• TEXTAUSZUG
◇ ◇ ◇ ◇ ◇
Vertreibung durch Klimawandel: Interview mit Greenpeace-Experte Fawad Durrani
- Ein Artikel von 0rtrun Sadik
- Im Gespräch
Besonders in den V20, den 20 verwundbarsten Staaten der Welt, treibt der Klimawandel immer mehr Menschen in die Flucht. Ein Interview mit Greenpeace-Experte Fawad Durrani.
Klimawandel und Umweltzerstörung sind bereits heute ein viel stärkerer Antrieb für Vertreibung, Abwanderung und Flucht, als vielen von uns bewusst sein mag. Das fasst eine aktuelle Greenpeace-Studie zusammen. Besonders schlimm ist die Situation in den Ländern, in denen verheerende Folgen des Klimawandels wie Dürre oder Überschwemmungen auf Armut und kriegerische Konflikte treffen. Diese Länder bezeichnet man als besonders verwundbar. Eines dieser V20-Länder ist Afghanistan. Aus ihm kommt auch Fawad Durrani, Greenpeace-Experte für den Zusammenhang von Klimawandel, Vertreibung und gewalttätige Konflikte.
Greenpeace: Was sind Klimaflüchtlinge oder Klimavertriebene?
Fawad Durrani: Beide Begriffe, sowohl Klimaflüchtlinge als auch Klimavertriebene, sind eigentlich falsch, doch sie wollen bewusst provozieren. Sie beschreiben das Phänomen, dass Menschen wegen des Klimawandels ihre Heimat verlassen müssen. Zum Beispiel, weil wegen Dürren und Trockenheit keine Landwirtschaft mehr möglich ist, oder weil Stürme, Fluten oder Überschwemmungen ihren Lebensraum wieder und wieder zerstören. Falsch im wissenschaftlichen Sinne sind die Begriffe deshalb, weil nie nur ein einziger Faktor die Menschen aus ihrer Heimat vertreibt und in die Flucht schlägt. Der Klimawandel ist also nicht die einzige Ursache für das Abwandern von Bevölkerungsteilen. Aber er wirkt als Multiplikator in Regionen, in denen das Leben etwa wegen Krieg, Terror und Armut ohnehin schon schwierig geworden ist.
◇ ◇ ◇ ◇ ◇
• BEREITGESTELLTE EINTRÄGE

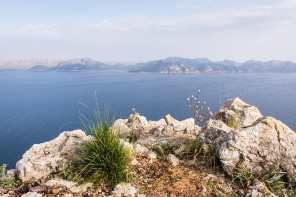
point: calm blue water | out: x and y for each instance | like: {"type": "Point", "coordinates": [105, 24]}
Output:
{"type": "Point", "coordinates": [36, 106]}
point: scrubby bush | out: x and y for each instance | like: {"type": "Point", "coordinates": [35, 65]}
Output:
{"type": "Point", "coordinates": [105, 158]}
{"type": "Point", "coordinates": [5, 181]}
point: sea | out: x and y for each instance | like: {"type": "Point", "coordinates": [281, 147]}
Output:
{"type": "Point", "coordinates": [36, 107]}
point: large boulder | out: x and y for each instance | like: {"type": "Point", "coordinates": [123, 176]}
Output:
{"type": "Point", "coordinates": [135, 121]}
{"type": "Point", "coordinates": [236, 113]}
{"type": "Point", "coordinates": [120, 126]}
{"type": "Point", "coordinates": [50, 157]}
{"type": "Point", "coordinates": [212, 130]}
{"type": "Point", "coordinates": [265, 145]}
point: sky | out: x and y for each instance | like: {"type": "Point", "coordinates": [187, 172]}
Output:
{"type": "Point", "coordinates": [139, 31]}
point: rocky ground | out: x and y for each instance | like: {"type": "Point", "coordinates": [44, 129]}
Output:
{"type": "Point", "coordinates": [162, 165]}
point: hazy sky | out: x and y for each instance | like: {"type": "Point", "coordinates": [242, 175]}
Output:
{"type": "Point", "coordinates": [138, 30]}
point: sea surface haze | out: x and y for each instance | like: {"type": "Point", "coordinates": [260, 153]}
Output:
{"type": "Point", "coordinates": [36, 106]}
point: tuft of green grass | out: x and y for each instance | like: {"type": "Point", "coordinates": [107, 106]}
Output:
{"type": "Point", "coordinates": [133, 137]}
{"type": "Point", "coordinates": [71, 173]}
{"type": "Point", "coordinates": [244, 176]}
{"type": "Point", "coordinates": [211, 158]}
{"type": "Point", "coordinates": [168, 148]}
{"type": "Point", "coordinates": [273, 181]}
{"type": "Point", "coordinates": [5, 181]}
{"type": "Point", "coordinates": [105, 156]}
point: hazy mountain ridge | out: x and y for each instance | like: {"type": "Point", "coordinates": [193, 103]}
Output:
{"type": "Point", "coordinates": [204, 65]}
{"type": "Point", "coordinates": [168, 65]}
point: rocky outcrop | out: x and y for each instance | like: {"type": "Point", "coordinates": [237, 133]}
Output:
{"type": "Point", "coordinates": [259, 189]}
{"type": "Point", "coordinates": [258, 143]}
{"type": "Point", "coordinates": [168, 126]}
{"type": "Point", "coordinates": [267, 144]}
{"type": "Point", "coordinates": [46, 158]}
{"type": "Point", "coordinates": [237, 113]}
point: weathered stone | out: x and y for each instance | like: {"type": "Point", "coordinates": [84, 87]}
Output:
{"type": "Point", "coordinates": [60, 183]}
{"type": "Point", "coordinates": [124, 189]}
{"type": "Point", "coordinates": [11, 173]}
{"type": "Point", "coordinates": [31, 194]}
{"type": "Point", "coordinates": [212, 130]}
{"type": "Point", "coordinates": [238, 113]}
{"type": "Point", "coordinates": [141, 149]}
{"type": "Point", "coordinates": [184, 124]}
{"type": "Point", "coordinates": [172, 159]}
{"type": "Point", "coordinates": [134, 162]}
{"type": "Point", "coordinates": [120, 126]}
{"type": "Point", "coordinates": [127, 145]}
{"type": "Point", "coordinates": [47, 158]}
{"type": "Point", "coordinates": [156, 124]}
{"type": "Point", "coordinates": [55, 191]}
{"type": "Point", "coordinates": [135, 122]}
{"type": "Point", "coordinates": [169, 119]}
{"type": "Point", "coordinates": [151, 155]}
{"type": "Point", "coordinates": [259, 189]}
{"type": "Point", "coordinates": [268, 143]}
{"type": "Point", "coordinates": [81, 188]}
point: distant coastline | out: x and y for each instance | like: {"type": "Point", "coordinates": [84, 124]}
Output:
{"type": "Point", "coordinates": [169, 65]}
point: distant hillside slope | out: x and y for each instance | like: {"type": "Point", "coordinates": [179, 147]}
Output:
{"type": "Point", "coordinates": [204, 65]}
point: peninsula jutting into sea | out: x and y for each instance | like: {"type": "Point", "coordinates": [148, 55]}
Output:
{"type": "Point", "coordinates": [168, 65]}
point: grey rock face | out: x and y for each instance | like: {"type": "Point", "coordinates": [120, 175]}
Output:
{"type": "Point", "coordinates": [236, 110]}
{"type": "Point", "coordinates": [212, 130]}
{"type": "Point", "coordinates": [124, 189]}
{"type": "Point", "coordinates": [31, 194]}
{"type": "Point", "coordinates": [46, 158]}
{"type": "Point", "coordinates": [60, 182]}
{"type": "Point", "coordinates": [268, 143]}
{"type": "Point", "coordinates": [259, 189]}
{"type": "Point", "coordinates": [172, 159]}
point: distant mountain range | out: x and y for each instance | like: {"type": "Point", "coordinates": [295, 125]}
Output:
{"type": "Point", "coordinates": [169, 65]}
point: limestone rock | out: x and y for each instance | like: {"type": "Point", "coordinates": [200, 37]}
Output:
{"type": "Point", "coordinates": [141, 149]}
{"type": "Point", "coordinates": [120, 126]}
{"type": "Point", "coordinates": [46, 158]}
{"type": "Point", "coordinates": [151, 155]}
{"type": "Point", "coordinates": [238, 112]}
{"type": "Point", "coordinates": [134, 162]}
{"type": "Point", "coordinates": [169, 119]}
{"type": "Point", "coordinates": [135, 122]}
{"type": "Point", "coordinates": [31, 194]}
{"type": "Point", "coordinates": [259, 189]}
{"type": "Point", "coordinates": [11, 173]}
{"type": "Point", "coordinates": [60, 183]}
{"type": "Point", "coordinates": [258, 148]}
{"type": "Point", "coordinates": [124, 189]}
{"type": "Point", "coordinates": [212, 130]}
{"type": "Point", "coordinates": [156, 124]}
{"type": "Point", "coordinates": [172, 159]}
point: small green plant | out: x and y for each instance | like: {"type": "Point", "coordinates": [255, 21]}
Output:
{"type": "Point", "coordinates": [196, 148]}
{"type": "Point", "coordinates": [211, 157]}
{"type": "Point", "coordinates": [273, 181]}
{"type": "Point", "coordinates": [105, 156]}
{"type": "Point", "coordinates": [5, 181]}
{"type": "Point", "coordinates": [199, 114]}
{"type": "Point", "coordinates": [133, 137]}
{"type": "Point", "coordinates": [71, 173]}
{"type": "Point", "coordinates": [168, 149]}
{"type": "Point", "coordinates": [244, 176]}
{"type": "Point", "coordinates": [232, 122]}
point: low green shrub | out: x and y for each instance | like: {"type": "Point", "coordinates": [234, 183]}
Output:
{"type": "Point", "coordinates": [244, 176]}
{"type": "Point", "coordinates": [5, 181]}
{"type": "Point", "coordinates": [105, 156]}
{"type": "Point", "coordinates": [168, 148]}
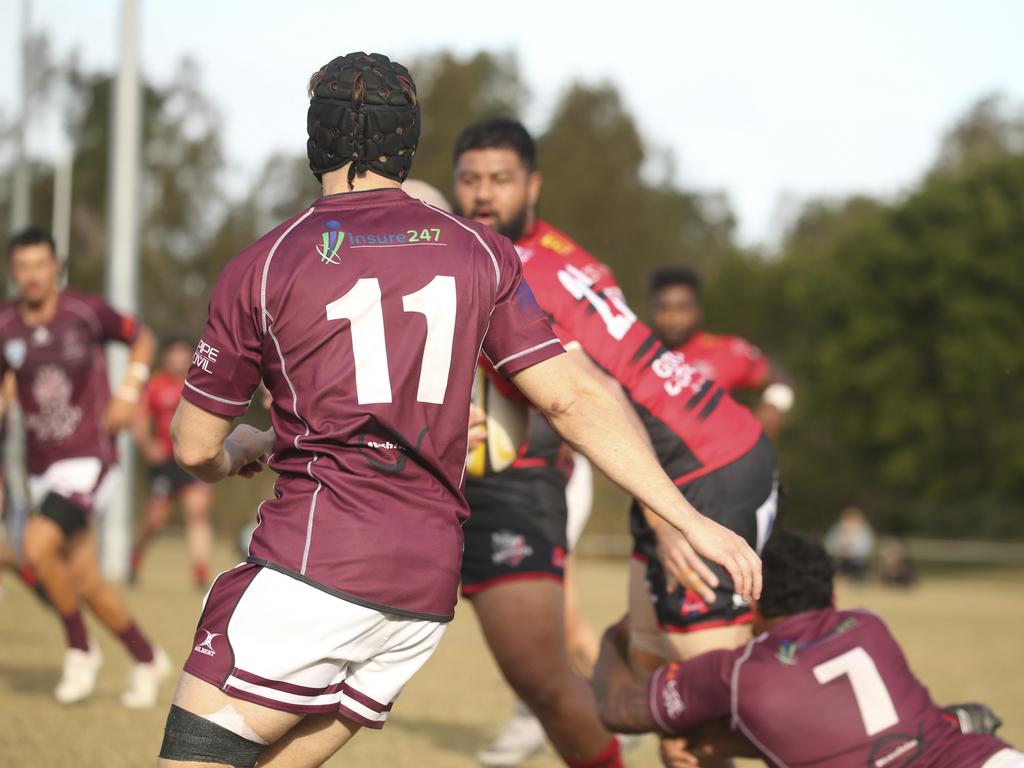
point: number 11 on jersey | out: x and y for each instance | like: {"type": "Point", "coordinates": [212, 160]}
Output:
{"type": "Point", "coordinates": [361, 307]}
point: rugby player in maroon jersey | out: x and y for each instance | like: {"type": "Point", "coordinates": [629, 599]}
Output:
{"type": "Point", "coordinates": [816, 687]}
{"type": "Point", "coordinates": [365, 316]}
{"type": "Point", "coordinates": [168, 482]}
{"type": "Point", "coordinates": [677, 315]}
{"type": "Point", "coordinates": [712, 448]}
{"type": "Point", "coordinates": [53, 341]}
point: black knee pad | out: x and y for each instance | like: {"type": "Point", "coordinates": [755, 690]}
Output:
{"type": "Point", "coordinates": [188, 737]}
{"type": "Point", "coordinates": [68, 515]}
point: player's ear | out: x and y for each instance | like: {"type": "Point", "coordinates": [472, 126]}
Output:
{"type": "Point", "coordinates": [534, 187]}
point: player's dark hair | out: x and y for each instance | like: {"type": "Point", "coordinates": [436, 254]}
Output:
{"type": "Point", "coordinates": [498, 133]}
{"type": "Point", "coordinates": [798, 574]}
{"type": "Point", "coordinates": [33, 236]}
{"type": "Point", "coordinates": [664, 276]}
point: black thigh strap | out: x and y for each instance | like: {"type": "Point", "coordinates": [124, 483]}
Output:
{"type": "Point", "coordinates": [68, 515]}
{"type": "Point", "coordinates": [190, 738]}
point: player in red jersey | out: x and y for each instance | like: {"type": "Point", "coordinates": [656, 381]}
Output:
{"type": "Point", "coordinates": [168, 481]}
{"type": "Point", "coordinates": [53, 341]}
{"type": "Point", "coordinates": [365, 316]}
{"type": "Point", "coordinates": [734, 363]}
{"type": "Point", "coordinates": [817, 687]}
{"type": "Point", "coordinates": [711, 446]}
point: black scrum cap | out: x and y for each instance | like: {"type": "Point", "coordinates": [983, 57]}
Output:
{"type": "Point", "coordinates": [363, 110]}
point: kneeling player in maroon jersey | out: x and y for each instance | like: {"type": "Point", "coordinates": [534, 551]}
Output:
{"type": "Point", "coordinates": [53, 341]}
{"type": "Point", "coordinates": [816, 687]}
{"type": "Point", "coordinates": [365, 316]}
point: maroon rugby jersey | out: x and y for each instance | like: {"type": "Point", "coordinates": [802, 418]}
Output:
{"type": "Point", "coordinates": [695, 426]}
{"type": "Point", "coordinates": [822, 689]}
{"type": "Point", "coordinates": [62, 384]}
{"type": "Point", "coordinates": [365, 315]}
{"type": "Point", "coordinates": [733, 363]}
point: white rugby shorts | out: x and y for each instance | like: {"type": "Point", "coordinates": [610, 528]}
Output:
{"type": "Point", "coordinates": [85, 480]}
{"type": "Point", "coordinates": [271, 639]}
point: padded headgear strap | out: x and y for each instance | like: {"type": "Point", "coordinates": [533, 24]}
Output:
{"type": "Point", "coordinates": [364, 111]}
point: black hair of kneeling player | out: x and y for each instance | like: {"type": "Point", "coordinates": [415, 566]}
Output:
{"type": "Point", "coordinates": [797, 574]}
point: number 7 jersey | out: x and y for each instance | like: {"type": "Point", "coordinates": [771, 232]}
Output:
{"type": "Point", "coordinates": [365, 316]}
{"type": "Point", "coordinates": [821, 689]}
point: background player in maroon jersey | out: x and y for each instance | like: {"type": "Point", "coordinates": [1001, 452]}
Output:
{"type": "Point", "coordinates": [677, 315]}
{"type": "Point", "coordinates": [53, 341]}
{"type": "Point", "coordinates": [817, 687]}
{"type": "Point", "coordinates": [168, 482]}
{"type": "Point", "coordinates": [365, 316]}
{"type": "Point", "coordinates": [711, 445]}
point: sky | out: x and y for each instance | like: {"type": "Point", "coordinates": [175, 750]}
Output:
{"type": "Point", "coordinates": [771, 102]}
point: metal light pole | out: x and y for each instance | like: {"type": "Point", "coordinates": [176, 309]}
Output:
{"type": "Point", "coordinates": [20, 211]}
{"type": "Point", "coordinates": [122, 272]}
{"type": "Point", "coordinates": [22, 203]}
{"type": "Point", "coordinates": [60, 223]}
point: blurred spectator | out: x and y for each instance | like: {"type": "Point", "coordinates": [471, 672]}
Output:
{"type": "Point", "coordinates": [895, 568]}
{"type": "Point", "coordinates": [851, 542]}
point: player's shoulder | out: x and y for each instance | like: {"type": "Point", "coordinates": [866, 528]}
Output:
{"type": "Point", "coordinates": [251, 260]}
{"type": "Point", "coordinates": [81, 303]}
{"type": "Point", "coordinates": [8, 313]}
{"type": "Point", "coordinates": [863, 619]}
{"type": "Point", "coordinates": [546, 237]}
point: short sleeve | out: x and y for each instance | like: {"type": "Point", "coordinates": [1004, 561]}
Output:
{"type": "Point", "coordinates": [683, 695]}
{"type": "Point", "coordinates": [519, 335]}
{"type": "Point", "coordinates": [225, 369]}
{"type": "Point", "coordinates": [114, 326]}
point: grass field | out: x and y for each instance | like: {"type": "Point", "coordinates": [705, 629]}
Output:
{"type": "Point", "coordinates": [962, 634]}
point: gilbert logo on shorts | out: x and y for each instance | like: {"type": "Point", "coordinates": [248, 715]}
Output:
{"type": "Point", "coordinates": [672, 699]}
{"type": "Point", "coordinates": [207, 645]}
{"type": "Point", "coordinates": [205, 356]}
{"type": "Point", "coordinates": [509, 548]}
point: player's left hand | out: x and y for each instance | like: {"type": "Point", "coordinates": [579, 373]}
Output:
{"type": "Point", "coordinates": [120, 415]}
{"type": "Point", "coordinates": [676, 554]}
{"type": "Point", "coordinates": [674, 754]}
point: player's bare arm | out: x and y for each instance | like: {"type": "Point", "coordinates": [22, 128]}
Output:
{"type": "Point", "coordinates": [121, 412]}
{"type": "Point", "coordinates": [206, 445]}
{"type": "Point", "coordinates": [675, 552]}
{"type": "Point", "coordinates": [581, 410]}
{"type": "Point", "coordinates": [622, 698]}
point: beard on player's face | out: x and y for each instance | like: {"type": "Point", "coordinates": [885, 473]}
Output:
{"type": "Point", "coordinates": [512, 225]}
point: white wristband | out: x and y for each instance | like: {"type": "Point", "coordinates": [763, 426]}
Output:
{"type": "Point", "coordinates": [138, 371]}
{"type": "Point", "coordinates": [778, 395]}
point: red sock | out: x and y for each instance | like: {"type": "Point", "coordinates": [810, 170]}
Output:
{"type": "Point", "coordinates": [610, 758]}
{"type": "Point", "coordinates": [137, 645]}
{"type": "Point", "coordinates": [75, 629]}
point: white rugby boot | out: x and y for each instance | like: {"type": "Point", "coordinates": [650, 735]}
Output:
{"type": "Point", "coordinates": [143, 685]}
{"type": "Point", "coordinates": [521, 737]}
{"type": "Point", "coordinates": [79, 677]}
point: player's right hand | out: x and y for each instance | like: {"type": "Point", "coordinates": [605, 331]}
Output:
{"type": "Point", "coordinates": [729, 550]}
{"type": "Point", "coordinates": [676, 554]}
{"type": "Point", "coordinates": [674, 754]}
{"type": "Point", "coordinates": [251, 450]}
{"type": "Point", "coordinates": [477, 427]}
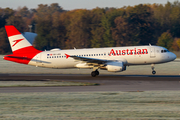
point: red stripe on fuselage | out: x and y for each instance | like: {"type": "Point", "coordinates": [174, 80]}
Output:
{"type": "Point", "coordinates": [11, 30]}
{"type": "Point", "coordinates": [23, 55]}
◇ ◇ ◇ ◇ ◇
• ZU ERLEDIGEN
1/ Gib die Passage des Interviews von „Klimawandel und Umweltzerstörung“ bis einschließlich „Klimaflüchtlinge oder Klimavertriebene?“ wieder und ersetze darin „Afghanistan“ durch „Bangladesch“.
2/ Beantworte anhand des Interviews:
(a) Welche Staaten sind mit den V20 gemeint?
(b) Welches Land wird als eines der V20-Länder genannt?
(c) Als was wirkt der Klimawandel laut Fawad Durrani in Regionen, in denen das Leben wegen Krieg, Terror und Armut ohnehin schwierig ist?

• LÖSUNGEN
1/
Klimawandel und Umweltzerstörung sind bereits heute ein viel stärkerer Antrieb für Vertreibung, Abwanderung und Flucht, als vielen von uns bewusst sein mag. Das fasst eine aktuelle Greenpeace-Studie zusammen. Besonders schlimm ist die Situation in den Ländern, in denen verheerende Folgen des Klimawandels wie Dürre oder Überschwemmungen auf Armut und kriegerische Konflikte treffen. Diese Länder bezeichnet man als besonders verwundbar. Eines dieser V20-Länder ist Bangladesch. Aus ihm kommt auch Fawad Durrani, Greenpeace-Experte für den Zusammenhang von Klimawandel, Vertreibung und gewalttätige Konflikte.
Greenpeace: Was sind Klimaflüchtlinge oder Klimavertriebene?

2/
(a) Die 20 verwundbarsten Staaten der Welt.
(b) Afghanistan.
(c) Als Multiplikator.